REQUIRED ACTION
Transcribe all the material exactly. Leave every line as it is.

·····

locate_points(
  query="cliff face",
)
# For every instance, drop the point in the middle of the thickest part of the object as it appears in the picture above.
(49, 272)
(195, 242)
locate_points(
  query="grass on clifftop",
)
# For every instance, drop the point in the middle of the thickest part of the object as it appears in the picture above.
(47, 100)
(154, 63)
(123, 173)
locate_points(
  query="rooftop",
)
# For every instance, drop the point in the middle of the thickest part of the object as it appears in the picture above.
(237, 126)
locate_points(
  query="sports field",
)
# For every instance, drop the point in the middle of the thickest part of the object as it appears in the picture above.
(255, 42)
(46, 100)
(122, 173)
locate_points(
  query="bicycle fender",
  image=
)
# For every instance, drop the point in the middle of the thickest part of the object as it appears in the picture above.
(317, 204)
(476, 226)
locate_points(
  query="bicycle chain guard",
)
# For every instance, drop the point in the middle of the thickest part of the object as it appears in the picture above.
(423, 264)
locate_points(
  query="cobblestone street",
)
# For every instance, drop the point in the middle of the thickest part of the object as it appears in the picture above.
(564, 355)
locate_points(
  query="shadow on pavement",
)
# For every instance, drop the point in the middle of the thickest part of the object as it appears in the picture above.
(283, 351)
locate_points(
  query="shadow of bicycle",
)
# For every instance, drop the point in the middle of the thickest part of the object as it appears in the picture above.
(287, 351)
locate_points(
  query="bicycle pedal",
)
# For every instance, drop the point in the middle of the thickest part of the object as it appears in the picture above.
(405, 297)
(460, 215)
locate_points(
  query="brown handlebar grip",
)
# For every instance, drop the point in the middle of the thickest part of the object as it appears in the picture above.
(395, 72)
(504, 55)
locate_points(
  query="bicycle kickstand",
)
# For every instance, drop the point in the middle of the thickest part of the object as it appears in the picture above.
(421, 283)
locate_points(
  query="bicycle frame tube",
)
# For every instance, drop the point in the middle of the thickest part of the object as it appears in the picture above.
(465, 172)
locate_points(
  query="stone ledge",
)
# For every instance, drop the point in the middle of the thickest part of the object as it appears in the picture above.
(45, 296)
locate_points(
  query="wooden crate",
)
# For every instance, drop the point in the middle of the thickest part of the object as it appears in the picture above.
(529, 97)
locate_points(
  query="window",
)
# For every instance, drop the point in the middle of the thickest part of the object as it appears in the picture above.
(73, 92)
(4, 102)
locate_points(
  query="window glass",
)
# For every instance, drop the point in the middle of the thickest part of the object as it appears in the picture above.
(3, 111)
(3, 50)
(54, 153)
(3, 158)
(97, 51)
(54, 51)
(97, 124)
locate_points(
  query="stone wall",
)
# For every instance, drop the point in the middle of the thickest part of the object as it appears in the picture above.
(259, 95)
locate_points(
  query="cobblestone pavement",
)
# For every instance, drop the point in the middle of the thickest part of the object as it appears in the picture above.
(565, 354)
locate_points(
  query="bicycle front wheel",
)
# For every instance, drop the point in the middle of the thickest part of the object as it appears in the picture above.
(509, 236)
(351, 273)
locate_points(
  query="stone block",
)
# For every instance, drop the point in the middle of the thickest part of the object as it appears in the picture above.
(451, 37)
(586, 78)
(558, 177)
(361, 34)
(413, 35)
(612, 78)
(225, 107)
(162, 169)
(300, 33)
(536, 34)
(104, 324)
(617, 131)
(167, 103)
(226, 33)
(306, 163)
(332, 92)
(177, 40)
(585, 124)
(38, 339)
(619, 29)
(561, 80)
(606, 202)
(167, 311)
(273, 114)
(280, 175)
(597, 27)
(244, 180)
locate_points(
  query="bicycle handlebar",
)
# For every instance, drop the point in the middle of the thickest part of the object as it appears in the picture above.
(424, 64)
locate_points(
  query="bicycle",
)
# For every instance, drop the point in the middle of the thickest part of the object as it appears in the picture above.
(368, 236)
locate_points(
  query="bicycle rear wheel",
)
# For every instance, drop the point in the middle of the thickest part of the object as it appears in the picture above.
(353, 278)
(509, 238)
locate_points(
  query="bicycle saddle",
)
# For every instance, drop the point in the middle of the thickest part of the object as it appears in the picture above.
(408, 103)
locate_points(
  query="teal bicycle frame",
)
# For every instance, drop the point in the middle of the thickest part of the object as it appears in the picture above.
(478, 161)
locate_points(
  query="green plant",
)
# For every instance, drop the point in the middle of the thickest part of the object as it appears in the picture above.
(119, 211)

·····

REPLY
locate_points(
  query="cliff face",
)
# For every instance, drop the point in the middle of the thickest part of the object as it appears in the picture above.
(49, 272)
(195, 242)
locate_points(
  query="grass on clifftop",
)
# For every instance, drop the point in the middle of the thickest part of the object as it appears in the picture above.
(47, 100)
(154, 63)
(123, 173)
locate_points(
  query="rooftop",
)
# For every instance, drop the point in the middle of the thickest part of the object as it appears in the picture above.
(237, 126)
locate_points(
  query="sports field",
)
# For every instance, drop the point in the middle of the thickest part of the object as it appears in the picture above.
(255, 42)
(46, 100)
(122, 173)
locate_points(
  query="bicycle fender",
  image=
)
# For every instance, drop the point in the middle of the thickest part of the object as it appears in the picture above.
(317, 204)
(476, 226)
locate_points(
  query="bicycle chain guard",
)
# For every instance, drop the point in the middle of the thickest part of the object as it appears in the picture above.
(423, 264)
locate_points(
  query="cobblestone street",
)
# For every instance, drop the point in the middle of the thickest part of the object as it appears in the picture above.
(564, 355)
locate_points(
  query="shadow on pavement",
)
# For every instance, drop the point in the middle of the thickest part of the object as it appears in the picture above.
(283, 351)
locate_points(
  query="shadow of bicycle",
)
# For every instance, drop the point in the middle of the thickest part of the object as it appears in the picture above.
(287, 351)
locate_points(
  query="bicycle pedal",
)
# For every instance, drop the point in the middle of the thickest part of the object as it appears in the picture above.
(405, 297)
(460, 215)
locate_points(
  query="brown handlebar grip",
)
# For every instance, drop the point in the middle of the thickest part of the object as it appears in the picture above.
(395, 72)
(504, 55)
locate_points(
  query="bicycle kickstand",
)
# For every instance, drop the point in the middle of the thickest part of the object as it appears in the picture above.
(421, 283)
locate_points(
  query="bicycle frame tube",
)
# For every instance, drop the point in the middle of the thickest part of the object as it appears in the picture above.
(465, 172)
locate_points(
  query="stone ledge",
)
# For every instance, drop the point in the middle of the thickest part of the object as it appears in the picture above.
(45, 296)
locate_points(
  query="wooden crate",
)
# For every instance, drop the point in the middle of the thickest part of the object as it appears in the picture above.
(529, 97)
locate_points(
  query="window",
)
# For every instance, drop the point in the middle of the thickest part of the object as it appears in the picture above.
(73, 92)
(4, 102)
locate_points(
  query="window glass",
)
# For every instance, drop the point in the middle of the thickest part of the object as it appears in the picture above.
(3, 111)
(3, 50)
(54, 153)
(3, 158)
(97, 51)
(54, 51)
(97, 124)
locate_points(
  query="stone wall",
)
# For every instance, drop the point in the middle of the thickest part of the object as it appears in the picture above.
(259, 95)
locate_points(
  query="cobblestone pavement",
)
# For every instance, drop the point in the middle of the thickest part of the object as it appears in the picture above.
(565, 354)
locate_points(
  query="bicycle front wheel",
)
# For every instance, drop the point in the middle of the thickest part of the object as it appears in the picture above.
(509, 236)
(351, 273)
locate_points(
  query="stone block",
)
# For every instance, drop the point in the middle of the thickest part of the object as it appears in the picture above.
(451, 37)
(586, 78)
(558, 177)
(361, 34)
(413, 35)
(612, 78)
(225, 107)
(162, 169)
(300, 33)
(536, 34)
(104, 324)
(617, 131)
(167, 103)
(226, 33)
(306, 163)
(332, 92)
(177, 40)
(585, 124)
(38, 339)
(619, 29)
(561, 80)
(606, 202)
(167, 311)
(273, 114)
(280, 175)
(597, 27)
(244, 180)
locate_points(
  query="bicycle handlebar",
)
# For every instance, drop the point in the middle of the thickest part of the object as it appears in the picture above.
(424, 64)
locate_points(
  query="bicycle",
)
# For every instance, drop the point in the middle of the thickest part of the object as it appears in the picture above.
(368, 236)
locate_points(
  query="bicycle rear wheel",
)
# For every instance, drop the point in the middle of the thickest part of the object as it appears in the picture above.
(353, 278)
(509, 238)
locate_points(
  query="bicycle saddle",
)
# For every instance, drop the point in the middle of the thickest part of the object as it appears in the picture above.
(408, 103)
locate_points(
  query="teal bicycle frame",
)
# For every instance, drop the point in the middle of the thickest part of the object as it appears in the picture above.
(478, 161)
locate_points(
  query="green plant",
)
# For every instance, drop the point in the middle of the thickest part of the object as it appears in the picture above.
(119, 211)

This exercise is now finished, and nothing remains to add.